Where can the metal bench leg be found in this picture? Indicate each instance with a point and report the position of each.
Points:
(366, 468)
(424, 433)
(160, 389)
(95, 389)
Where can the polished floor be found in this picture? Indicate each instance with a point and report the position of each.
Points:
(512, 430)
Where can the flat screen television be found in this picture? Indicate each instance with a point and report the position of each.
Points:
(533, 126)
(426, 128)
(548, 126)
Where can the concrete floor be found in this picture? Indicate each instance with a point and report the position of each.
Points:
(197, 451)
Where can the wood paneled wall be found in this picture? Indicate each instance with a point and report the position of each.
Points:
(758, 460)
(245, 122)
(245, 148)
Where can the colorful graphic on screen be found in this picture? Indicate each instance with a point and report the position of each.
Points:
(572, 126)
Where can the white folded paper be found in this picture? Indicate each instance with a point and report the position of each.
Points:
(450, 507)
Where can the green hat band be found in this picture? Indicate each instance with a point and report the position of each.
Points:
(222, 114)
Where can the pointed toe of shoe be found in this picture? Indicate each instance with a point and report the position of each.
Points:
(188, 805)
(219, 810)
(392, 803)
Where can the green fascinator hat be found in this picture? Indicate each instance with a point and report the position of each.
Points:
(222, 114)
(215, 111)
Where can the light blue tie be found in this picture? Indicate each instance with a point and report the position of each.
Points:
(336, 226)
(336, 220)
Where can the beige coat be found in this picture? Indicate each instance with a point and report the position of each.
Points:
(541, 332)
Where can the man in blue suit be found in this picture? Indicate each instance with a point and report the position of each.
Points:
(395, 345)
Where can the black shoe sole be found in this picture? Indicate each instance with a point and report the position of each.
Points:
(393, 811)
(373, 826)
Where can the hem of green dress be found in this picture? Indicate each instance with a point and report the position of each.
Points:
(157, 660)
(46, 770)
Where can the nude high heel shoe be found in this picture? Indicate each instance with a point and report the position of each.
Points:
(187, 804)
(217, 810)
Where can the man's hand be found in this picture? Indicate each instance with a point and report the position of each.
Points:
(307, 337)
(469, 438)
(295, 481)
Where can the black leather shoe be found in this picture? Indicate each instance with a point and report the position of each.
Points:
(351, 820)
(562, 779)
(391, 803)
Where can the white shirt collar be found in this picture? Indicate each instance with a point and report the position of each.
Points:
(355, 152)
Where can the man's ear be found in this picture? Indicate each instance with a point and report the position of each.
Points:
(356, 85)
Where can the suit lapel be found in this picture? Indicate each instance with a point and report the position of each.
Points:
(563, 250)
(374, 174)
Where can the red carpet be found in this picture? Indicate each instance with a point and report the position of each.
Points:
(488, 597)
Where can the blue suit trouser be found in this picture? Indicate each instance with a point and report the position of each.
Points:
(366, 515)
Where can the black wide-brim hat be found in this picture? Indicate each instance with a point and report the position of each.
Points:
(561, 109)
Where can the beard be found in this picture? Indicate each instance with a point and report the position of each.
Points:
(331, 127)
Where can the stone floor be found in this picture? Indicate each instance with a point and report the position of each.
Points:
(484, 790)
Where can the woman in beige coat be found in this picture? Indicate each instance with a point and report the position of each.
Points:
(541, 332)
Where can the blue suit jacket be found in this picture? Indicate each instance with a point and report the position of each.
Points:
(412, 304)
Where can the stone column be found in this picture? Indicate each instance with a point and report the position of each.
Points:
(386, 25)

■ ■ ■ ■

Problem details
Set down the whole listing once more, precisely as written.

Solution for this problem
Where can the metal bench leg be found in this picture? Indicate each instance with a point and report the position of each.
Points:
(366, 468)
(424, 433)
(160, 389)
(95, 389)
Where can the polished floor be found in this picture? Indicate each instance with a point and report the position of each.
Points:
(512, 430)
Where can the flat screen television be found in this picture? Indicate each instance with a point and report the position of each.
Points:
(533, 126)
(426, 128)
(548, 126)
Where can the concrete floor be found in this picture? Indicate each instance with a point and report the position of each.
Points:
(197, 451)
Where can the wood paneled wall be found in this picture? Indicate each instance with a point and report the position of each.
Points:
(758, 460)
(245, 122)
(245, 148)
Where can the colorful graphic on screen be found in this picture? Indicate each instance with a point and report the position of each.
Points:
(572, 126)
Where can the white folded paper be found in this picture? Indicate each instance with a point and report the position of each.
Points:
(450, 507)
Where can the green hat band be found in this picture? Indicate each instance with a point and report the position of each.
Points:
(222, 114)
Where can the pointed toe of shoe be found in this picture? Indicate each instance with a point and report the position of each.
Points:
(188, 805)
(219, 810)
(392, 803)
Where can the green fascinator hat be found in this picture? Indicate each instance with a point and report the position of each.
Points:
(222, 114)
(215, 111)
Where can the light blue tie be found in this picture? Indicate each instance with a point and report the position of each.
Points:
(336, 226)
(336, 220)
Where can the beige coat be found in this picture? Indicate each instance with a point and report the position of each.
Points:
(541, 332)
Where can the man in blue suit be found in this picture? Indicate each instance with a point and report the position of each.
Points:
(395, 345)
Where can the black shoe sole be found in this picture? Indicate each instance with a point and report the position of each.
Points:
(393, 811)
(373, 826)
Where can the hem of green dress be found in this picture? Indicate each instance with a point and report the position of each.
Points:
(157, 660)
(46, 770)
Where can the nude high heel shoe be found in this picture? Indicate each instance with a point and report the position of each.
Points:
(187, 804)
(217, 810)
Where can the man's hand be found in this picture? Indicate each instance with a point and report the position of each.
Points:
(307, 337)
(469, 438)
(295, 481)
Where can the black leather shoe be found in this picture? Indicate each instance with a point and report the position of each.
Points:
(351, 820)
(562, 779)
(391, 803)
Where can the white shirt collar be found in this picture? Indicate each instance with a point and report the position of each.
Points:
(355, 152)
Where can the man's ear be found in this picture? Indicate each instance with a point and report the position of each.
Points:
(356, 85)
Where can the suit lapel be found in this picture? Indicate each instance with a point and report the position of each.
Points:
(563, 250)
(374, 174)
Where can the red carpet be found in this picture? Indicate each instance with a point and report the position of each.
Points:
(488, 597)
Where can the blue suit trouser be found in this picture? Indicate each instance with a point and report the position of each.
Points:
(366, 515)
Where can the black wide-brim hat be found in this picture? Indicate each instance with a point and report the position of each.
Points:
(561, 109)
Where can the beard be found in this picture? Indicate each instance with a point and report the position of each.
Points:
(331, 127)
Where can the stone floor be found in this picture? Indicate each instance with a point and report the position of each.
Points:
(484, 790)
Where can the woman in beige coat be found in this picture? Indicate each instance with a point and report the position of each.
Points:
(541, 332)
Where can the blue suit jacket be found in this picture? Indicate each instance with a point and report the position of each.
Points:
(412, 304)
Where can the stone column be found in this picture? Indicate each instance with a point and report the position of each.
Points:
(386, 25)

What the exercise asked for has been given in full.